▸ ACTIVITY:
Across the listing below, how many lines have the word "collar" in them? Provide only the number.

== RECORDS SHOWN

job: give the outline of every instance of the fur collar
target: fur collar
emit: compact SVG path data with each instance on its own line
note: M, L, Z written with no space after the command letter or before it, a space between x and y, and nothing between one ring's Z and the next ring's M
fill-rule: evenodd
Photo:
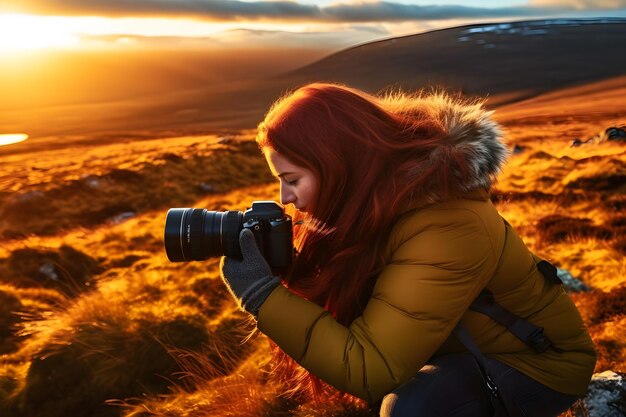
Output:
M420 158L419 167L408 173L416 177L428 173L415 189L411 206L491 187L510 152L502 141L500 126L492 118L493 111L486 110L484 102L443 93L390 96L386 101L397 114L436 120L445 133L440 143ZM467 170L462 171L461 165ZM440 186L443 182L447 183L447 192Z

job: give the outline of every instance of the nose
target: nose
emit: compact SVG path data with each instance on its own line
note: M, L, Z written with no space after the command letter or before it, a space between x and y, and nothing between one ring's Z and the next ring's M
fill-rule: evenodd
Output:
M296 201L296 195L288 188L280 185L280 202L282 205L286 206L289 203L293 203Z

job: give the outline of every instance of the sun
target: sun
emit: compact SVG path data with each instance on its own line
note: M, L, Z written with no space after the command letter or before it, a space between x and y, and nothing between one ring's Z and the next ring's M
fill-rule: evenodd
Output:
M28 139L28 135L26 133L0 134L0 146L24 142L26 139Z
M64 48L78 42L78 37L58 21L26 14L0 14L0 52Z

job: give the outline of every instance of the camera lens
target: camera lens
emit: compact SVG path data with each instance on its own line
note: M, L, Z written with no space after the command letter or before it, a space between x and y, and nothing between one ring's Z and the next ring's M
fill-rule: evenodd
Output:
M172 262L201 261L215 256L238 256L240 211L173 208L165 219L165 252Z

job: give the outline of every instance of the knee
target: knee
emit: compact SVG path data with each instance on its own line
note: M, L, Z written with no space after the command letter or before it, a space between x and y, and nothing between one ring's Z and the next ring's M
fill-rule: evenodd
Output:
M396 404L398 403L398 394L395 392L389 393L383 397L383 401L380 405L380 417L392 417L394 415L394 410L397 409Z
M425 415L426 403L417 393L393 391L383 397L380 417L414 417ZM417 394L417 395L416 395Z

====

▸ RESPONSE AREA:
2